### PASSAGE SHOWN ###

A single locked gate encloses an open field on the Ke’anae Peninsula, which was created from lava flow originating from the Haleakala Crater. The stone church in the background was built in 1856 and is the only remaining building after the devastating tsunami of 1946 that killed 24 people. Now, the area is a popular pit stop where tourists can buy banana bread during the famous "Road to Hana".

A tourist watches a Filipino timeshare worker carry an industrial sized cooling unit in Kihei, Maui.

Amidst the popular camping grounds at Waiʻanapanapa State Park rests a private and ancient graveyard, the Honokalani 'Ohana Cemetery.

A white car overgrown by foliage in Kihei, Maui.

A Hawaiian boy hidden in the background of Waiʻanapanapa State Park arranges lava rock and coral in the private and ancient Honokalani 'Ohana Cemetery.

Three stalks of aloe taken from a plant bed in Kihei , Maui and wrapped in an issue of the local paper, "Maui Time" whose headline that week was "THE PROBLEM WITH CULTURAL HERITAGE TOURISM, AND WHY THE CONTINUED MISUSE OF HAWAIIAN CULTURE IS WRONG".

A white tourist poses for a photo to use for his dating profile picture with the Waimoku Falls in the background. A sign explaining the origin of the waterfall read "He wai makamaka 'ole" or "Water that recognizes no friend."

A Hawaiian day laborer works inside a hole in Kihei, Maui.

A white boat overgrown by foliage in Kihei, Maui.

A sign found in La Perouse Bay. The area contains many archaeological sites, including fishing shrines, salt pans, and heiau, or religious platforms. It is the site of Maui's most recent volcanic activity. The bay's Hawaiian name is Keoneʻoʻio. It was later named for the French explorer Captain Jean-François de Galaup, comte de La Pérouse.

Taken in Maui and printed in New York City as edible frosting layers intended for cakes, later transferred by brush onto fine art watercolor paper by hand, this series charts Sumulong’s travels throughout the historic sites and landscapes of Maui, Hawaii. Looking for scenes that represent the social realities and tensions woven into the island’s history, Sumulong found life on Maui to be an absurd and elaborate topiary.


The fact that Maui is a stock honeymoon destination brings sense to the choice to print on an edible surface. When thought of alongside weddings and wedding cakes, this medium shows how culture is, in the end, consumed by everyone. This choice was also a pointed gesture to sugar, the resource that the first wave of Filipino immigrants labored to cultivate.

###

## YOUR INSTRUCTIONS
Answer these questions from the passage on Maui, each on its own line:
(a) In what year was the stone church on the Ke'anae Peninsula built?
(b) What is the Hawaiian name of La Perouse Bay?
(c) What resource did the first wave of Filipino immigrants labor to cultivate?
None of the data is needed here.

### DATASET ROWS ###

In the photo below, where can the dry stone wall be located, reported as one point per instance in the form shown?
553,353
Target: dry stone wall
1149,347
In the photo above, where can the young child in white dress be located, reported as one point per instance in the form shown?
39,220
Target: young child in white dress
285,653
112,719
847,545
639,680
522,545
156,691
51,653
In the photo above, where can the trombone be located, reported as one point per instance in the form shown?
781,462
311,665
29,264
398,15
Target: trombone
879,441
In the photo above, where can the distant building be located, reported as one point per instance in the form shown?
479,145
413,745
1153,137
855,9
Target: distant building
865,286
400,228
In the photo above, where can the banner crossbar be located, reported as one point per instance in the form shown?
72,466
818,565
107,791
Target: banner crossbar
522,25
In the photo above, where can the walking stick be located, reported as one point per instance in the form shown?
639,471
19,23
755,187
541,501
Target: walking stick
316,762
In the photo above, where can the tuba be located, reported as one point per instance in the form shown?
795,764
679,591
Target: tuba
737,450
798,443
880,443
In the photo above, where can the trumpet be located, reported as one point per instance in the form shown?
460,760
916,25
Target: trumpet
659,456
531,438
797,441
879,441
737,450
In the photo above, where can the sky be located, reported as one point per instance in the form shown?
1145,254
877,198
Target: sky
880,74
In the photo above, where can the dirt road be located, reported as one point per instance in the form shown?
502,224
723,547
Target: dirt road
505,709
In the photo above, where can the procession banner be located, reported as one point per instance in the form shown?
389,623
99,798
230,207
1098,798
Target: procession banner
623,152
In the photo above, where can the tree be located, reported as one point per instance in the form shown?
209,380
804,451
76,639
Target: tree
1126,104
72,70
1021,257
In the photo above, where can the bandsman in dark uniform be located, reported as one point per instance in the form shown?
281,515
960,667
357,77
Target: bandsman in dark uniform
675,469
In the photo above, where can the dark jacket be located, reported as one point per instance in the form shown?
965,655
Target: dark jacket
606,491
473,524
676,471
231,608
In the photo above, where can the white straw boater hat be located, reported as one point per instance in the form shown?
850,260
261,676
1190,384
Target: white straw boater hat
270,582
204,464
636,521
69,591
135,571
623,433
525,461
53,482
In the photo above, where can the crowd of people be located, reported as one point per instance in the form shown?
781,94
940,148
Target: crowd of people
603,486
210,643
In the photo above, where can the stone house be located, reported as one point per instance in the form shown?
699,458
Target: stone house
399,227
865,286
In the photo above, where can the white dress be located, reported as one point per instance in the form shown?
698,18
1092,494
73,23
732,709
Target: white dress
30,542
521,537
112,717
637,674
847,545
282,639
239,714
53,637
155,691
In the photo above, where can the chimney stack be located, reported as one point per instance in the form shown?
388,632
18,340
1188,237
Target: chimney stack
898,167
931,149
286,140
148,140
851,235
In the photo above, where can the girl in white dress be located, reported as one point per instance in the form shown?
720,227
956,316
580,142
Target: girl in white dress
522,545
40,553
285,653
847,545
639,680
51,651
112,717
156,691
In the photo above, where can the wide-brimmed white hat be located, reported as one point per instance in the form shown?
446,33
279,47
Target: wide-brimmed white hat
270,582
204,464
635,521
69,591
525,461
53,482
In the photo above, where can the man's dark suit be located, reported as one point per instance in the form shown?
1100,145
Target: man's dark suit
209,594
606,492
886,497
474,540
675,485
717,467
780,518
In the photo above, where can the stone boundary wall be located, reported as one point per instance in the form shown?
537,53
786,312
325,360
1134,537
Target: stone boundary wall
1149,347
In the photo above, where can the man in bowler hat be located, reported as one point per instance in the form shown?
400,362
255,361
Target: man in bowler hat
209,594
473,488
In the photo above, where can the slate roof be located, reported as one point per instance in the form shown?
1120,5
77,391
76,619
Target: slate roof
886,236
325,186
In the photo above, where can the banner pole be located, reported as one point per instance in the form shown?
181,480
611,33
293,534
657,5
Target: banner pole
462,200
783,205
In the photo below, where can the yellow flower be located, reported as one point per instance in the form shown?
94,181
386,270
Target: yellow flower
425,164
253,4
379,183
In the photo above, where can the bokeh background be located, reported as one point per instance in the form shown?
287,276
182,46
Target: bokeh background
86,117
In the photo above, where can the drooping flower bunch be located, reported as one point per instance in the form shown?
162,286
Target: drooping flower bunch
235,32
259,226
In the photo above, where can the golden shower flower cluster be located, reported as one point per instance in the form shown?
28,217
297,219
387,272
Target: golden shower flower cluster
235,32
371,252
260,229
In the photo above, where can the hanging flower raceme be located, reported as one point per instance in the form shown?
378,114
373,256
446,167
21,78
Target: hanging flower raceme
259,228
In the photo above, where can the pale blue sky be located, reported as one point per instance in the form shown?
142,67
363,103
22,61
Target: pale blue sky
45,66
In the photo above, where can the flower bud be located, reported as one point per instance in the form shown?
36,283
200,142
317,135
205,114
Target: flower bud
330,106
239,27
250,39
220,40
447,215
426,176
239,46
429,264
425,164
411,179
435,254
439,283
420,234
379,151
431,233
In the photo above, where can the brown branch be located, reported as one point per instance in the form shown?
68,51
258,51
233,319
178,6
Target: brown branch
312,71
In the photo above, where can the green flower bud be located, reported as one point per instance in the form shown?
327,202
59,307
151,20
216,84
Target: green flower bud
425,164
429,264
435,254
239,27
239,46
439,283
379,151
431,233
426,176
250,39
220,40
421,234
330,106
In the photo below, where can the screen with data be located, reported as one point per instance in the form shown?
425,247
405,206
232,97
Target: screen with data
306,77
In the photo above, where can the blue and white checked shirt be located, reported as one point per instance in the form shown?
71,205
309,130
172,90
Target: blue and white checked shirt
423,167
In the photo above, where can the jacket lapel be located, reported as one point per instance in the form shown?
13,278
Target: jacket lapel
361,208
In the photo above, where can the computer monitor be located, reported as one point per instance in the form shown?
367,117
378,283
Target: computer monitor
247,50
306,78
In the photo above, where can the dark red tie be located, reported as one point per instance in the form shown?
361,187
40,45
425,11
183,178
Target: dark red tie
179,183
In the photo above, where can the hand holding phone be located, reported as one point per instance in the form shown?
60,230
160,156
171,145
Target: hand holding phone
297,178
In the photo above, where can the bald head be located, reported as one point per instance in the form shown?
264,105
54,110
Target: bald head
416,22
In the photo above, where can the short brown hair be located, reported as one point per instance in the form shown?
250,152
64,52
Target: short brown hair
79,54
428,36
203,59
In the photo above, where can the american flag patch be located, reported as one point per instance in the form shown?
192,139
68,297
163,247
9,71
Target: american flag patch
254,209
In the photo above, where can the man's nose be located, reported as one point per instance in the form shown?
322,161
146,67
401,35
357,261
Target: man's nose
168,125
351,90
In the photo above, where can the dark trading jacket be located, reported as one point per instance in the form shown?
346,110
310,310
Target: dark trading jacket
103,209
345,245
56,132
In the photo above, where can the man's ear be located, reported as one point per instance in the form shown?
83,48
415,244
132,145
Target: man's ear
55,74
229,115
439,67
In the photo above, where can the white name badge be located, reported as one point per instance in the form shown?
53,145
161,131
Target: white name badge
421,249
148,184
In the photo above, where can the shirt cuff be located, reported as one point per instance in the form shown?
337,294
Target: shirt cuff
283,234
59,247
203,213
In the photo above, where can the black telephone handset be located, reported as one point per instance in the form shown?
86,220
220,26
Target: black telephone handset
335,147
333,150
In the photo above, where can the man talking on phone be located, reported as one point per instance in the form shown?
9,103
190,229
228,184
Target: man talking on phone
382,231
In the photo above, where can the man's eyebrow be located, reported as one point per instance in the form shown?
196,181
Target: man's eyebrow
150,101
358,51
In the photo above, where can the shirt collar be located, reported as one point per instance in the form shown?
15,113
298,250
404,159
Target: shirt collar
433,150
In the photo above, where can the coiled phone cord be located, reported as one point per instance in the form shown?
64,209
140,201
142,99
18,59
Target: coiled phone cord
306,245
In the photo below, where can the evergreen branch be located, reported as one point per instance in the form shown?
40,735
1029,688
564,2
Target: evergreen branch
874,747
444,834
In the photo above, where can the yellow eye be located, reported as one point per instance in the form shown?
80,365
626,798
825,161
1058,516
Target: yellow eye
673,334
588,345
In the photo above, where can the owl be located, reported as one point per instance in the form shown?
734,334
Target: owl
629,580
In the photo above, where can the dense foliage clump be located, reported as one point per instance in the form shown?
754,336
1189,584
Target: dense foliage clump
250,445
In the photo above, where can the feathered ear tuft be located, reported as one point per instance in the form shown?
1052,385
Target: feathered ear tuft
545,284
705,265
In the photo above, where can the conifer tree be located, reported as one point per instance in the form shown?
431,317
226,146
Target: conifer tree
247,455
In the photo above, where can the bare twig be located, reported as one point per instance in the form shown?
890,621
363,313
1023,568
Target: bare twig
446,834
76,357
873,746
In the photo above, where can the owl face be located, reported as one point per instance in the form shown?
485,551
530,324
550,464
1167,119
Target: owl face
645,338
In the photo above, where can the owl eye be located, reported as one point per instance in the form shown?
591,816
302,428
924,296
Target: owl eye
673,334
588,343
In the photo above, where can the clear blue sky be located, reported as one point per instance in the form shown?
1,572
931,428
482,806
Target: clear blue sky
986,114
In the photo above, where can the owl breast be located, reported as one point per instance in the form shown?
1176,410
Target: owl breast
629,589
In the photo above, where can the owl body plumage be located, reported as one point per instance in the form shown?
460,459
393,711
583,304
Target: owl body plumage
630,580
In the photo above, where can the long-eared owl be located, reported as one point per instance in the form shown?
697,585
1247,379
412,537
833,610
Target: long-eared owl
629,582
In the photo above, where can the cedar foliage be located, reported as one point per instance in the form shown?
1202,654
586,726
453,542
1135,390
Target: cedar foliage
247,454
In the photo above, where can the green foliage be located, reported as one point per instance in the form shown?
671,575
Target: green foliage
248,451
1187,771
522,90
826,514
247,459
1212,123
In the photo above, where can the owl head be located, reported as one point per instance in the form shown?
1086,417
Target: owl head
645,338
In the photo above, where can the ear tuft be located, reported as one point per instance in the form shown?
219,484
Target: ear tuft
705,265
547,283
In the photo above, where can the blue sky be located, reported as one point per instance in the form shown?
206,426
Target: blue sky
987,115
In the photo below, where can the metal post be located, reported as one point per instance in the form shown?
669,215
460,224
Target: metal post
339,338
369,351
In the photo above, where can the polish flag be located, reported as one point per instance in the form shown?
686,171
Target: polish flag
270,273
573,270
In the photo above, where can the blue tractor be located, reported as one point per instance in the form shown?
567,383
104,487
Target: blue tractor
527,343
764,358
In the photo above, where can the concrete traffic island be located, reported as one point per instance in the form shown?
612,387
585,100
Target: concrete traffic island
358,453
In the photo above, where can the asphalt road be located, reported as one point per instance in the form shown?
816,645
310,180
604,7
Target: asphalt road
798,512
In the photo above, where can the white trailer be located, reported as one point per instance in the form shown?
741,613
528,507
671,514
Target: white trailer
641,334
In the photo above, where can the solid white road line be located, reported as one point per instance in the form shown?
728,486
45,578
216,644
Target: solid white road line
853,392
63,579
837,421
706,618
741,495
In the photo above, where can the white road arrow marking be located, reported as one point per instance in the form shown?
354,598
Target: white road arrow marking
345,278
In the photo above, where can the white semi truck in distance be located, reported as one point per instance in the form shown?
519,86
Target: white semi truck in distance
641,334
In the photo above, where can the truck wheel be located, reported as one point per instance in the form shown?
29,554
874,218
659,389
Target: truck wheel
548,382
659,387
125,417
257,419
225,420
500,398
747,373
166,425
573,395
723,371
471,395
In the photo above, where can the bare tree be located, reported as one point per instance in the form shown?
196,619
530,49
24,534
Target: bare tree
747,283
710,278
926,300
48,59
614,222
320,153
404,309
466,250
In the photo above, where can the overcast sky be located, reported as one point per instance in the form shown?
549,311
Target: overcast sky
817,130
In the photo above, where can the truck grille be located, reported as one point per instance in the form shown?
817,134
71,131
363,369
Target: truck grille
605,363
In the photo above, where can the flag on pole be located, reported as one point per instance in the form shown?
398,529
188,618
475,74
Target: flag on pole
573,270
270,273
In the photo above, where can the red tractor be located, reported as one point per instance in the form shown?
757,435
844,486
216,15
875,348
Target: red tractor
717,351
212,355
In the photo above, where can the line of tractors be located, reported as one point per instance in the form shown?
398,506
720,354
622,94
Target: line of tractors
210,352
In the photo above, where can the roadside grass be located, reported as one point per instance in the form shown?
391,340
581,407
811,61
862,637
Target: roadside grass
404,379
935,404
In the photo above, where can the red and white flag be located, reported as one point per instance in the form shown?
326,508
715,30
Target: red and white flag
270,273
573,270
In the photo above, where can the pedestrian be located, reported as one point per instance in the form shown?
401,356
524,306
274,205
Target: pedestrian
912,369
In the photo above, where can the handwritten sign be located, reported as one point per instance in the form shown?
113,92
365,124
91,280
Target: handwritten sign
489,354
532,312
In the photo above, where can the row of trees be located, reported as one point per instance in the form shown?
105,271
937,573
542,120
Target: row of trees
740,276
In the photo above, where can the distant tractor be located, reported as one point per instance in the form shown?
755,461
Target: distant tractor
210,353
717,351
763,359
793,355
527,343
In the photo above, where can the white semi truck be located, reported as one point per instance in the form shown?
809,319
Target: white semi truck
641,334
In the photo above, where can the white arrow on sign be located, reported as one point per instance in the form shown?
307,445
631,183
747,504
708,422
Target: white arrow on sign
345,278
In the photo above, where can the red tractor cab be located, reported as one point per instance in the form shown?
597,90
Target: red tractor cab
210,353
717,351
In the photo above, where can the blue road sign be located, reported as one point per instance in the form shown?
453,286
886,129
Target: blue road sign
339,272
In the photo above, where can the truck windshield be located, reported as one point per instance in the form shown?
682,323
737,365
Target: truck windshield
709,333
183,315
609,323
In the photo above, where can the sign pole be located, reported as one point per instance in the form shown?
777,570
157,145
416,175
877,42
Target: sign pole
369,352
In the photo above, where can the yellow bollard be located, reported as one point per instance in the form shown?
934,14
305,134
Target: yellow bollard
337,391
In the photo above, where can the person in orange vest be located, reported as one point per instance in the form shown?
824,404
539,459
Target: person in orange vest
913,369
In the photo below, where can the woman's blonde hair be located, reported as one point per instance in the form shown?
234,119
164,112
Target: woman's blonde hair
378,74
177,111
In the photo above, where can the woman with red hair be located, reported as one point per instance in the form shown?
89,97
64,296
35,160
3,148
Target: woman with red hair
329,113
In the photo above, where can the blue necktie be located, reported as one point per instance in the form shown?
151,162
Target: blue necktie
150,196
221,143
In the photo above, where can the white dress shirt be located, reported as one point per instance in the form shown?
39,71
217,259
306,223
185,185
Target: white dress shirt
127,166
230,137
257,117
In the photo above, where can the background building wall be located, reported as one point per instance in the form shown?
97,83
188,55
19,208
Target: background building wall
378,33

###

## REPLY
(a) 1856
(b) Keoneʻoʻio
(c) Sugar